● **Given task**
Express the entries as a two-column CSV with the columns entry_text and answer, one row per entry, and put each value in a single quoted field with line breaks replaced by spaces. Include only the entries from the line containing "shingled roof in the photo above." through the last entry.

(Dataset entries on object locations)
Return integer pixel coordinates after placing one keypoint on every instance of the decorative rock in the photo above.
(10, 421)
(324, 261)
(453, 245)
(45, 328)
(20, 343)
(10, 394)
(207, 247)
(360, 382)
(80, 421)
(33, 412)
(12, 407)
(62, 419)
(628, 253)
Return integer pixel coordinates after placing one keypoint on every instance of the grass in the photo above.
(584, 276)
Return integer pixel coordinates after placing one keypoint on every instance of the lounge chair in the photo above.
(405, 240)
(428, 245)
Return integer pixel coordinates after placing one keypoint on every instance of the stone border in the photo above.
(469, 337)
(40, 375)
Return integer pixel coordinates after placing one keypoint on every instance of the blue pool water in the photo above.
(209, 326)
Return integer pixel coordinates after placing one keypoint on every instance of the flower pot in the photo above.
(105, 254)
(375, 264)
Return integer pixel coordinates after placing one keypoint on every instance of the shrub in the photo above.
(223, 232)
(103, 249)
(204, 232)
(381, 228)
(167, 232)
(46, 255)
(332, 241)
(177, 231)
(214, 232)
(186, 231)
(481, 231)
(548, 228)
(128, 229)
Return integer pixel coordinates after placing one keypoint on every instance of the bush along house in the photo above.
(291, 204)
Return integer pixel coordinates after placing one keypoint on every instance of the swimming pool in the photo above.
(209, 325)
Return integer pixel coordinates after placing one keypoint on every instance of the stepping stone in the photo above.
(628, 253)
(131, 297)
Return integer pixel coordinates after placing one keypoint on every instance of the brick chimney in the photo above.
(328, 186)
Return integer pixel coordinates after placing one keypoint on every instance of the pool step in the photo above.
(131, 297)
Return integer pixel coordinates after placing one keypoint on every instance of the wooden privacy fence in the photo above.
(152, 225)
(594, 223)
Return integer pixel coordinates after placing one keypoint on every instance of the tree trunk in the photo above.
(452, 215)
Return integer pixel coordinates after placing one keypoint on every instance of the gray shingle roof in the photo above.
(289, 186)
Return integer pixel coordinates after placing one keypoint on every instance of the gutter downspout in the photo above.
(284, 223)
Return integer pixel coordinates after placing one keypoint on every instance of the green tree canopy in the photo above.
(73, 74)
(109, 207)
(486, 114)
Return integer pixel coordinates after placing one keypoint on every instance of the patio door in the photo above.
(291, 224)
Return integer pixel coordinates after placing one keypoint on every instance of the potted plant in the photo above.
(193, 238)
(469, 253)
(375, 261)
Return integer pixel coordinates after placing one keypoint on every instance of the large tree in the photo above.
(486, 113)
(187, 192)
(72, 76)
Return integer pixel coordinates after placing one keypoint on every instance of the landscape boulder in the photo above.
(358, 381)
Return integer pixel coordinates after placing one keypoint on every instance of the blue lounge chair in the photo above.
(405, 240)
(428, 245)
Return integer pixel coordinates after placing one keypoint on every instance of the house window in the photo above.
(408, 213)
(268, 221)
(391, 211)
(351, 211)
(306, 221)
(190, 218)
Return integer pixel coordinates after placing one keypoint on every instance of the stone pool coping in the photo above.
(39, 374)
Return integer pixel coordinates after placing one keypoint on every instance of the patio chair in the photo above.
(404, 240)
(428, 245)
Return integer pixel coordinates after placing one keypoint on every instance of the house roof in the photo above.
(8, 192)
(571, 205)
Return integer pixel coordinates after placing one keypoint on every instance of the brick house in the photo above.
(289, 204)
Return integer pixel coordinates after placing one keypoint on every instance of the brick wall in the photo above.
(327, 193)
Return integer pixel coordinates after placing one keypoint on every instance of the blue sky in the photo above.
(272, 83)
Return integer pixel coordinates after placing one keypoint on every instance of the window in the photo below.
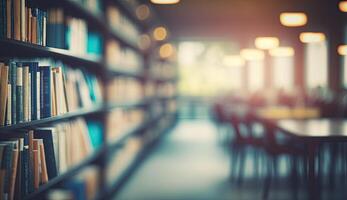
(316, 64)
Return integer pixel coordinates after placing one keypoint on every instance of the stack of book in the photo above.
(124, 89)
(149, 89)
(166, 90)
(83, 186)
(122, 159)
(117, 56)
(163, 70)
(122, 120)
(21, 20)
(120, 23)
(29, 91)
(32, 158)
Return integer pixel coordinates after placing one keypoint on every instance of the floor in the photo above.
(190, 163)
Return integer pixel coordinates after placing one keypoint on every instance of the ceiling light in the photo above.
(342, 50)
(233, 61)
(282, 52)
(293, 19)
(142, 12)
(266, 42)
(166, 50)
(252, 54)
(312, 37)
(165, 1)
(343, 6)
(160, 33)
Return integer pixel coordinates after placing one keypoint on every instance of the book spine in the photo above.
(29, 97)
(38, 92)
(9, 105)
(3, 93)
(19, 93)
(13, 173)
(44, 29)
(22, 21)
(33, 82)
(8, 18)
(2, 19)
(46, 102)
(8, 162)
(13, 71)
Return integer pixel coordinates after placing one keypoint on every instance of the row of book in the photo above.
(31, 91)
(71, 33)
(124, 90)
(120, 121)
(21, 20)
(163, 70)
(32, 158)
(165, 90)
(118, 56)
(83, 186)
(121, 23)
(122, 159)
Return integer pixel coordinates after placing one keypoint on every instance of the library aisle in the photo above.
(187, 164)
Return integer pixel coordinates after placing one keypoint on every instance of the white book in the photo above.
(38, 95)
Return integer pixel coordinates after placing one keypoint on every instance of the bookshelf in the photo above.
(151, 116)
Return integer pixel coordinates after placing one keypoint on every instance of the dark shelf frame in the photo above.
(18, 49)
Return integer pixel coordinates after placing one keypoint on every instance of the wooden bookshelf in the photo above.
(97, 66)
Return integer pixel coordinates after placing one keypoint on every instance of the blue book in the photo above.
(33, 69)
(95, 131)
(49, 140)
(45, 96)
(3, 19)
(19, 93)
(13, 75)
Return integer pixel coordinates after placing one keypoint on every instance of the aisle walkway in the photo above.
(187, 164)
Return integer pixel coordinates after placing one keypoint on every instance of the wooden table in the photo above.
(313, 132)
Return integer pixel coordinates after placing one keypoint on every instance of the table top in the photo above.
(315, 128)
(276, 113)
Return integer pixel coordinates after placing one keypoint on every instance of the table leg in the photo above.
(312, 182)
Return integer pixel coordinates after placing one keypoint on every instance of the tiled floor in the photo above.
(190, 164)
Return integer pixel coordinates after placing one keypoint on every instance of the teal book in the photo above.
(45, 90)
(13, 77)
(95, 133)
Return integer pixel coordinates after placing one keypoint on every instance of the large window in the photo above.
(316, 64)
(256, 79)
(283, 72)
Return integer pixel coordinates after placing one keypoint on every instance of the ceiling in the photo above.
(243, 20)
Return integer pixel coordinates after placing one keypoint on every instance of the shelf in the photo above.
(52, 120)
(56, 181)
(95, 21)
(130, 13)
(121, 71)
(18, 49)
(141, 155)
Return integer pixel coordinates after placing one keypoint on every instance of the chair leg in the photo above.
(268, 179)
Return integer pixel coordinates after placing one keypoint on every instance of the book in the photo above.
(45, 90)
(3, 92)
(25, 85)
(49, 137)
(17, 19)
(19, 94)
(13, 81)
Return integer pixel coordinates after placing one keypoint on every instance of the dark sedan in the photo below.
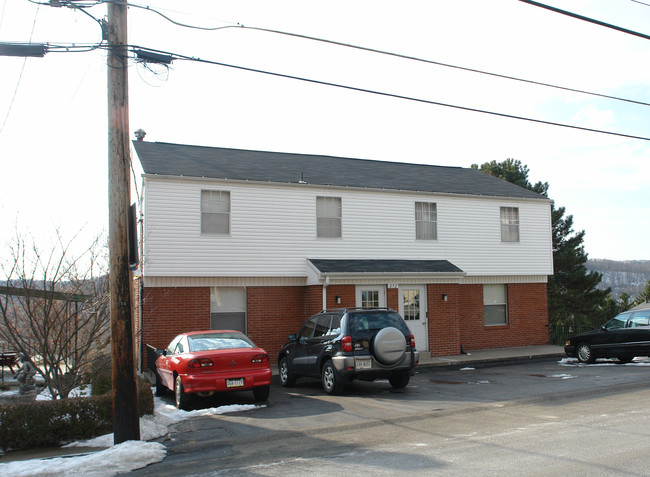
(625, 336)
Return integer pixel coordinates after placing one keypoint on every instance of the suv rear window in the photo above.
(374, 321)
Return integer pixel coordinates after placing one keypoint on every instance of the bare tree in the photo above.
(54, 308)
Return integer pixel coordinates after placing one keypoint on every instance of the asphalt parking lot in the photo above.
(306, 407)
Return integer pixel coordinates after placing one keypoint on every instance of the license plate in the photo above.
(234, 383)
(365, 363)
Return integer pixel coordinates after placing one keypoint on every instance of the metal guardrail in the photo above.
(558, 334)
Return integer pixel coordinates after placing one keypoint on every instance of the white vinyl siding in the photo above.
(426, 217)
(272, 231)
(328, 217)
(509, 224)
(215, 212)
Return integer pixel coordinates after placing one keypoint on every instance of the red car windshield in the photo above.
(212, 341)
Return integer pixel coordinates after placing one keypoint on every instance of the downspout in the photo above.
(327, 282)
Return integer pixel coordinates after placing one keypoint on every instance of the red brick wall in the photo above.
(444, 320)
(166, 312)
(347, 294)
(272, 314)
(527, 318)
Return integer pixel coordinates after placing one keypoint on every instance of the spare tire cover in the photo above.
(389, 346)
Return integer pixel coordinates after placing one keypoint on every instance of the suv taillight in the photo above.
(260, 358)
(200, 363)
(346, 343)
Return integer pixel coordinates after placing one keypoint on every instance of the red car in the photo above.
(204, 362)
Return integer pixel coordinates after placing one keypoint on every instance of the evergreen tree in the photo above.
(572, 293)
(644, 295)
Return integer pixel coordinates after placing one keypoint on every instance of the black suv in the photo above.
(350, 343)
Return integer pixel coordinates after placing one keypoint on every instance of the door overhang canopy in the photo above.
(371, 271)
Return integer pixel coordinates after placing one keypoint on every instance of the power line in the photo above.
(587, 19)
(396, 55)
(391, 95)
(20, 76)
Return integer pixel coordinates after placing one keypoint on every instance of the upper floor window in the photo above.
(426, 219)
(328, 217)
(215, 212)
(509, 224)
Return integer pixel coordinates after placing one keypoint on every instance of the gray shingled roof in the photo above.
(383, 266)
(220, 163)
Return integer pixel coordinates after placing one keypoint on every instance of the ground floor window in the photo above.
(371, 296)
(228, 308)
(495, 304)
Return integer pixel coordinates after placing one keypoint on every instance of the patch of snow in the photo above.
(124, 457)
(121, 458)
(563, 376)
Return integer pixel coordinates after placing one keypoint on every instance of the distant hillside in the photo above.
(628, 276)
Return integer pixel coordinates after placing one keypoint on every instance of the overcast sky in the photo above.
(53, 136)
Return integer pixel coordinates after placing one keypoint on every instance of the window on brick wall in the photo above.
(228, 308)
(495, 304)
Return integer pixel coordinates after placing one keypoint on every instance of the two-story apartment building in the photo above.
(259, 241)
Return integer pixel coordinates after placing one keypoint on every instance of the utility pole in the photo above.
(126, 421)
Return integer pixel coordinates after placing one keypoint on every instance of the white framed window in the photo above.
(371, 296)
(509, 224)
(328, 217)
(495, 304)
(426, 221)
(215, 212)
(228, 308)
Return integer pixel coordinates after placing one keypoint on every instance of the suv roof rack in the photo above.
(356, 308)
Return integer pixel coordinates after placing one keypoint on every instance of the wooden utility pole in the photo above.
(126, 421)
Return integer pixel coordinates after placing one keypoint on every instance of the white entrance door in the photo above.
(371, 296)
(413, 307)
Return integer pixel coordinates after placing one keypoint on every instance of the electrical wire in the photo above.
(392, 95)
(184, 25)
(587, 19)
(20, 76)
(387, 53)
(447, 65)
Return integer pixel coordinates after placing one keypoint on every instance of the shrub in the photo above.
(50, 423)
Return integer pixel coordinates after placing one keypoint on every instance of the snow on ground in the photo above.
(605, 362)
(116, 459)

● **Result of the task**
entry_text,answer
"Return integer pixel coordinates after placing one keypoint on every instance of the gray shingled roof in the photo above.","(383, 266) (220, 163)"
"Return integer pixel coordinates after placing one keypoint on every instance of the ground floor window in the photo above.","(371, 296) (228, 308) (495, 304)"
"Return integer pixel coordinates after placing one keypoint on every instance of the patch of snow in the photo above.","(124, 457) (121, 458) (563, 376)"
"Return integer pixel coordinates after placing one keypoint on every instance of the distant hillside in the photo above.","(628, 276)"
"Return integer pixel coordinates after placing one keypoint on every instance of the overcast sky in the photo above.","(53, 136)"
"Return integer pixel coordinates after placing one keypoint on every instance of the window on brick wall in the photo above.","(228, 308) (495, 304)"
"Return integer pixel coordinates after placing one keypoint on every instance of the two-story apartment building in the photo above.","(259, 241)"
"Return integer pixel coordinates after placing one keypoint on every instance of the utility pole in the photo above.","(126, 421)"
"Return integer pixel coordinates after placing one keypoint on every instance of the white framed window in the photo above.","(371, 296) (509, 224) (328, 217) (495, 304) (426, 221) (215, 212) (228, 308)"
"Return integer pixel coordinates after placing one keypoint on every instance of the suv roof rack in the photo above.","(356, 308)"
"Return integer pixel coordinates after placing one keypoint on every instance of the wooden utility pole in the photo above.","(126, 421)"
"Return integer pixel coordinates after placing one keypoint on every instance of the white entrance door in the photo above.","(371, 296) (413, 307)"
"Return integer pixel coordinates after placing one keypoint on every instance of the electrical wire in the photo above.","(392, 95) (184, 25) (587, 19) (20, 76) (387, 53) (447, 65)"
"Return integer pixel coordinates after placing one keypoint on every instance of the shrub in the photo above.","(50, 423)"
"Return integer pixel coordinates after placing one keypoint on every instance of the snow on ground in the photo above.","(605, 362) (116, 459)"